• **Set problem**
Every record must appear in your copy exactly as written, with no pictures.

• **Records for the exercise**
————————
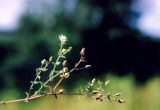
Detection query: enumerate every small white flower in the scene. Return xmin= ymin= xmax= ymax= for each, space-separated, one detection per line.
xmin=59 ymin=34 xmax=67 ymax=44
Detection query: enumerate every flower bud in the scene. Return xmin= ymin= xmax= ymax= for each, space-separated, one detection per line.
xmin=63 ymin=60 xmax=67 ymax=67
xmin=85 ymin=65 xmax=92 ymax=69
xmin=117 ymin=99 xmax=125 ymax=103
xmin=58 ymin=89 xmax=64 ymax=94
xmin=63 ymin=72 xmax=69 ymax=78
xmin=80 ymin=48 xmax=85 ymax=57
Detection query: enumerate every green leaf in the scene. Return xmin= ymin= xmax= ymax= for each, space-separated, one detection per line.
xmin=41 ymin=59 xmax=47 ymax=65
xmin=25 ymin=92 xmax=29 ymax=97
xmin=31 ymin=81 xmax=39 ymax=85
xmin=40 ymin=68 xmax=48 ymax=72
xmin=91 ymin=78 xmax=96 ymax=84
xmin=104 ymin=80 xmax=109 ymax=86
xmin=36 ymin=68 xmax=41 ymax=75
xmin=37 ymin=76 xmax=41 ymax=80
xmin=49 ymin=56 xmax=53 ymax=62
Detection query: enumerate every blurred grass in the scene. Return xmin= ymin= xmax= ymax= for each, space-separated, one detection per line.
xmin=0 ymin=75 xmax=160 ymax=110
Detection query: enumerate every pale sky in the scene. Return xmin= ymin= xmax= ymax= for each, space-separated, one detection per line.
xmin=0 ymin=0 xmax=160 ymax=38
xmin=134 ymin=0 xmax=160 ymax=38
xmin=0 ymin=0 xmax=25 ymax=31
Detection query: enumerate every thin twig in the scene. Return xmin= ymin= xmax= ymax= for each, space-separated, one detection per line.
xmin=0 ymin=93 xmax=85 ymax=105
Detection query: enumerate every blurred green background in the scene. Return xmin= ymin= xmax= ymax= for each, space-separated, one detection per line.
xmin=0 ymin=0 xmax=160 ymax=110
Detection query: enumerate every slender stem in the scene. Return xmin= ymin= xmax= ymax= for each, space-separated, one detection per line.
xmin=28 ymin=71 xmax=41 ymax=97
xmin=34 ymin=44 xmax=63 ymax=93
xmin=52 ymin=77 xmax=63 ymax=92
xmin=0 ymin=93 xmax=86 ymax=105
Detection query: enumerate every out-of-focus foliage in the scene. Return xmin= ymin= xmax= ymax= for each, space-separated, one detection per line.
xmin=0 ymin=75 xmax=160 ymax=110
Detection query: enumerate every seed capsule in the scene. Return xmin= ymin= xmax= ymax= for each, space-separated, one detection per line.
xmin=85 ymin=65 xmax=92 ymax=69
xmin=80 ymin=48 xmax=85 ymax=57
xmin=63 ymin=60 xmax=67 ymax=67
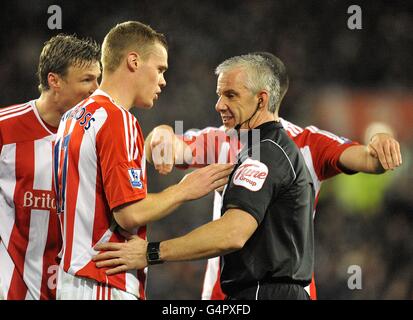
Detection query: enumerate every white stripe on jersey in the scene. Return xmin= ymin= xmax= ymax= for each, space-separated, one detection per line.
xmin=0 ymin=107 xmax=32 ymax=122
xmin=0 ymin=241 xmax=14 ymax=300
xmin=30 ymin=100 xmax=55 ymax=134
xmin=23 ymin=136 xmax=54 ymax=300
xmin=33 ymin=135 xmax=54 ymax=191
xmin=0 ymin=143 xmax=16 ymax=248
xmin=125 ymin=270 xmax=140 ymax=297
xmin=65 ymin=108 xmax=108 ymax=271
xmin=218 ymin=142 xmax=230 ymax=164
xmin=132 ymin=120 xmax=142 ymax=160
xmin=128 ymin=112 xmax=135 ymax=161
xmin=0 ymin=103 xmax=30 ymax=117
xmin=23 ymin=208 xmax=52 ymax=300
xmin=115 ymin=105 xmax=132 ymax=161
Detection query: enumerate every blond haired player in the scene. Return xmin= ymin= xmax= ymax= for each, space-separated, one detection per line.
xmin=55 ymin=21 xmax=232 ymax=300
xmin=0 ymin=34 xmax=100 ymax=300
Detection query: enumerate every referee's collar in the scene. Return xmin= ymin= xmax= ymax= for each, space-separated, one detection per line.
xmin=253 ymin=120 xmax=284 ymax=132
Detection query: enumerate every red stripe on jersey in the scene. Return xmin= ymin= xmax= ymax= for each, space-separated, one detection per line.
xmin=7 ymin=142 xmax=34 ymax=300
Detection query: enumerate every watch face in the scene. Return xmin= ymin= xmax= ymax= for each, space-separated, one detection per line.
xmin=148 ymin=252 xmax=159 ymax=261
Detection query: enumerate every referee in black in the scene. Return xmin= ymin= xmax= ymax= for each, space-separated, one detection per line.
xmin=91 ymin=54 xmax=314 ymax=300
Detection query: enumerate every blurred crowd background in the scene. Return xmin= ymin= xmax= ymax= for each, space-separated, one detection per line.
xmin=0 ymin=0 xmax=413 ymax=299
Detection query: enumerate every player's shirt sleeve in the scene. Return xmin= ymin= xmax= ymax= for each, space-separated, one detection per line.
xmin=96 ymin=111 xmax=147 ymax=210
xmin=222 ymin=142 xmax=295 ymax=224
xmin=296 ymin=126 xmax=359 ymax=180
xmin=176 ymin=127 xmax=228 ymax=169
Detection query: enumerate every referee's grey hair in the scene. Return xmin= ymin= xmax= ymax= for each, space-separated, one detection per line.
xmin=215 ymin=54 xmax=281 ymax=112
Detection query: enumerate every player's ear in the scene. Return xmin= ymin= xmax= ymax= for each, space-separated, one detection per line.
xmin=126 ymin=51 xmax=140 ymax=71
xmin=47 ymin=72 xmax=62 ymax=90
xmin=258 ymin=91 xmax=269 ymax=108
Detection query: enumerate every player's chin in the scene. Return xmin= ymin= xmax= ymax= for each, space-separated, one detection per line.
xmin=140 ymin=100 xmax=154 ymax=109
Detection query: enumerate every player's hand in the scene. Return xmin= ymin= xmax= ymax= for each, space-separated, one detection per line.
xmin=367 ymin=133 xmax=402 ymax=170
xmin=178 ymin=164 xmax=234 ymax=200
xmin=92 ymin=235 xmax=148 ymax=275
xmin=150 ymin=125 xmax=176 ymax=175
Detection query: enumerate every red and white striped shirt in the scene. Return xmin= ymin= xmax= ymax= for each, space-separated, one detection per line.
xmin=0 ymin=100 xmax=61 ymax=300
xmin=178 ymin=119 xmax=357 ymax=300
xmin=54 ymin=90 xmax=147 ymax=299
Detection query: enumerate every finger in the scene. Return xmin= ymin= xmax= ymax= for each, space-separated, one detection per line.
xmin=383 ymin=141 xmax=396 ymax=170
xmin=213 ymin=177 xmax=228 ymax=189
xmin=211 ymin=167 xmax=233 ymax=180
xmin=394 ymin=141 xmax=403 ymax=166
xmin=96 ymin=258 xmax=123 ymax=268
xmin=374 ymin=146 xmax=389 ymax=170
xmin=106 ymin=265 xmax=128 ymax=276
xmin=94 ymin=242 xmax=122 ymax=251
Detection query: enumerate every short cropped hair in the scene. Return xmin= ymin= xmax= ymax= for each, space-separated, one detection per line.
xmin=253 ymin=52 xmax=290 ymax=110
xmin=215 ymin=54 xmax=281 ymax=112
xmin=102 ymin=21 xmax=168 ymax=73
xmin=37 ymin=34 xmax=100 ymax=92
————————
• **Finished task**
Detection query: enumerate every small white flower in the scene. Return xmin= ymin= xmax= ymax= for each, space-separated, one detection per line.
xmin=59 ymin=34 xmax=67 ymax=44
Detection query: enumerate every flower bud in the scene. Return xmin= ymin= xmax= ymax= for each, space-separated, one detection per line.
xmin=63 ymin=60 xmax=67 ymax=67
xmin=85 ymin=65 xmax=92 ymax=69
xmin=117 ymin=99 xmax=125 ymax=103
xmin=58 ymin=89 xmax=64 ymax=94
xmin=63 ymin=72 xmax=69 ymax=78
xmin=80 ymin=48 xmax=85 ymax=57
Detection query: enumerate every green leaf in the scene. Return xmin= ymin= xmax= ymax= for each, space-separated, one detection per line.
xmin=41 ymin=59 xmax=47 ymax=65
xmin=25 ymin=92 xmax=29 ymax=97
xmin=31 ymin=81 xmax=39 ymax=85
xmin=40 ymin=68 xmax=48 ymax=72
xmin=91 ymin=78 xmax=96 ymax=84
xmin=104 ymin=80 xmax=109 ymax=86
xmin=36 ymin=68 xmax=41 ymax=75
xmin=37 ymin=76 xmax=41 ymax=80
xmin=49 ymin=56 xmax=53 ymax=62
Detection query: enumerate every blurred grass in the scene. Return xmin= ymin= xmax= ymax= for each, space-separated, one detection per line.
xmin=0 ymin=75 xmax=160 ymax=110
Detection query: enumerate every pale sky in the scene. Return xmin= ymin= xmax= ymax= for each, space-separated, one detection per line.
xmin=0 ymin=0 xmax=160 ymax=38
xmin=134 ymin=0 xmax=160 ymax=38
xmin=0 ymin=0 xmax=25 ymax=31
Detection query: enumerate every thin twig in the scene. Return xmin= ymin= xmax= ymax= for each, space-separated, one detection per line.
xmin=0 ymin=93 xmax=85 ymax=105
Detection query: enumerate every blurred green background in the scene. Return xmin= ymin= xmax= ymax= for each, space-separated, one detection per line.
xmin=0 ymin=0 xmax=160 ymax=110
Detection query: enumerate every slender stem in the scene. Return xmin= ymin= xmax= ymax= for each, space-separated, one detection per line.
xmin=28 ymin=71 xmax=41 ymax=97
xmin=34 ymin=44 xmax=63 ymax=93
xmin=52 ymin=77 xmax=63 ymax=92
xmin=0 ymin=93 xmax=86 ymax=105
Detection query: enumerate every out-of-focus foliage in the scene. Return xmin= ymin= xmax= ymax= for each, space-separated, one detection per line.
xmin=0 ymin=75 xmax=160 ymax=110
Detection query: enumerate every seed capsule in the scene. Return xmin= ymin= xmax= ymax= for each, space-separated, one detection per line.
xmin=85 ymin=65 xmax=92 ymax=69
xmin=80 ymin=48 xmax=85 ymax=57
xmin=63 ymin=60 xmax=67 ymax=67
Detection query: enumerate every white stripe on jersey in the scene. Return xmin= ymin= xmax= ymax= for each, space-separated, one detection per line.
xmin=0 ymin=107 xmax=32 ymax=122
xmin=0 ymin=241 xmax=14 ymax=300
xmin=30 ymin=100 xmax=55 ymax=134
xmin=23 ymin=136 xmax=54 ymax=300
xmin=33 ymin=135 xmax=54 ymax=191
xmin=0 ymin=143 xmax=16 ymax=248
xmin=125 ymin=270 xmax=140 ymax=297
xmin=65 ymin=108 xmax=108 ymax=271
xmin=218 ymin=142 xmax=230 ymax=164
xmin=132 ymin=120 xmax=142 ymax=160
xmin=128 ymin=112 xmax=135 ymax=161
xmin=0 ymin=103 xmax=30 ymax=117
xmin=23 ymin=208 xmax=52 ymax=300
xmin=115 ymin=105 xmax=132 ymax=161
Detection query: enumerate every blond haired player in the scene. Return xmin= ymin= xmax= ymax= for each, space-separated, one detection per line.
xmin=55 ymin=21 xmax=232 ymax=300
xmin=0 ymin=34 xmax=100 ymax=300
Detection query: enumerate every referee's collar in the scene. Return xmin= ymin= xmax= ymax= for each, space-separated, one detection per line.
xmin=253 ymin=120 xmax=284 ymax=132
Detection query: enumerate every red stripe on jersey in the scene. Return xmin= ymin= xmax= ymax= for each, space-separated, one detection per line.
xmin=7 ymin=142 xmax=34 ymax=300
Detection query: enumerate every watch face in the scene. Return xmin= ymin= xmax= ymax= for each, space-separated, one detection per line.
xmin=148 ymin=252 xmax=159 ymax=261
Detection query: enumerate every referee in black in the scene. Return xmin= ymin= xmax= ymax= for each, space-separated, one detection per line.
xmin=91 ymin=54 xmax=314 ymax=300
Detection query: enumerate every blurred crowd background in the scene. Return xmin= ymin= xmax= ymax= for each, space-separated, one detection per line.
xmin=0 ymin=0 xmax=413 ymax=299
Detection query: enumerate every player's shirt sleeve in the scene. Return xmin= ymin= xmax= ymax= for each, space-separated, one detection per line.
xmin=96 ymin=111 xmax=147 ymax=210
xmin=222 ymin=142 xmax=295 ymax=224
xmin=296 ymin=126 xmax=359 ymax=180
xmin=176 ymin=127 xmax=228 ymax=169
Detection query: enumerate every referee's grey hair in the scene. Return xmin= ymin= xmax= ymax= for each, space-separated, one detection per line.
xmin=215 ymin=54 xmax=281 ymax=112
Detection query: enumerate every player's ear in the scene. Return xmin= ymin= xmax= ymax= for each, space-separated, one detection per line.
xmin=126 ymin=51 xmax=140 ymax=71
xmin=47 ymin=72 xmax=62 ymax=90
xmin=258 ymin=91 xmax=269 ymax=108
Detection query: enumerate every player's chin in the scene. Return xmin= ymin= xmax= ymax= for each, space-separated, one detection per line.
xmin=140 ymin=100 xmax=154 ymax=109
Detection query: enumerate every player's hand in the scene. Return xmin= ymin= xmax= ymax= for each, space-separated, one detection per line.
xmin=367 ymin=133 xmax=402 ymax=170
xmin=178 ymin=164 xmax=234 ymax=200
xmin=92 ymin=235 xmax=148 ymax=275
xmin=150 ymin=125 xmax=176 ymax=175
Detection query: enumerate every red and white striped shirt in the scene. Return xmin= ymin= xmax= ymax= for each, space-separated, one detection per line.
xmin=0 ymin=100 xmax=61 ymax=300
xmin=178 ymin=119 xmax=357 ymax=300
xmin=54 ymin=90 xmax=147 ymax=299
Detection query: enumerate every finger in the scene. Return xmin= ymin= xmax= ymax= for each, space-separated, one detection per line.
xmin=383 ymin=141 xmax=396 ymax=170
xmin=213 ymin=177 xmax=228 ymax=189
xmin=211 ymin=167 xmax=233 ymax=180
xmin=394 ymin=141 xmax=403 ymax=166
xmin=96 ymin=258 xmax=123 ymax=268
xmin=374 ymin=146 xmax=389 ymax=170
xmin=106 ymin=265 xmax=128 ymax=276
xmin=94 ymin=242 xmax=122 ymax=251
Detection query: enumerate every short cropped hair in the scene. Return xmin= ymin= xmax= ymax= for each, space-separated, one detection per line.
xmin=253 ymin=52 xmax=290 ymax=110
xmin=215 ymin=54 xmax=281 ymax=112
xmin=102 ymin=21 xmax=168 ymax=73
xmin=37 ymin=34 xmax=100 ymax=92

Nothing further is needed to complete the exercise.